This may be one of those X/Y problems, where you think Y is a solution to X, so you ask for help with Y, but perhaps there is a better solution.
Strictly speaking, to implement a singleton, all you need is a class whose only constructors are private, a static reference to an instance of the class as a class field, and a public getInstance method. Then create an instance method which returns the next number in line.
public class MySingleton {
private static MySingleton instance = new MySingleton();
private volatile int next = 0;
private MySingleton() {
// prevent external instantiation of a singleton.
}
public static MySingleton getInstance() {
return instance;
}
public synchronized int getNextSequence() {
return next++;
}
}
There are many flaws with this solution to your problem, some are just basic OOP design and some are more systemic:
- A singleton that does not implement or extend any types is worthless. You could just use all static methods instead. Singletons are useful if you are writing a class that implements an interface and that interface is used by somebody else, but you only want a single instance as an implementation detail. This type of singleton is an attempt to make a global variable look like it is not a global variable.
- This will not survive application restarts. If these sequences are being used to identify data that is stored externally or shared, you will end up repeating the same numbers when the application is restarted.
- If you deploy multiple instances of the application who read and write to a common persistent storage, like a database, they will re-use the same numbers because the sequence is only tracked within the JVM.
- Databases are already exceptionally good at this. Trying to re-invent it in the application tier seems.... inappropriate.

════════════════

According to the text on implementing a singleton, what access level must the class's constructors have? The items that come next have nothing to do with this.

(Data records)
════════════════

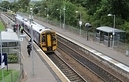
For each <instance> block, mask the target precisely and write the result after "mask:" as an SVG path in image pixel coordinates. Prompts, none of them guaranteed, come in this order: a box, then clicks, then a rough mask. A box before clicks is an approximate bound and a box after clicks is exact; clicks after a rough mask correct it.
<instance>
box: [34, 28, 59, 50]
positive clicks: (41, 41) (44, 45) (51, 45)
mask: <svg viewBox="0 0 129 82" xmlns="http://www.w3.org/2000/svg"><path fill="white" fill-rule="evenodd" d="M34 35H35V34H34ZM34 37H35V36H34ZM39 45H40V47H41V48H42V50H43V51H44V52H53V51H55V50H56V49H57V37H56V33H55V32H54V31H52V30H45V31H43V32H42V33H41V34H40V38H39Z"/></svg>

════════════════

Written reply.
The constructors must all be private.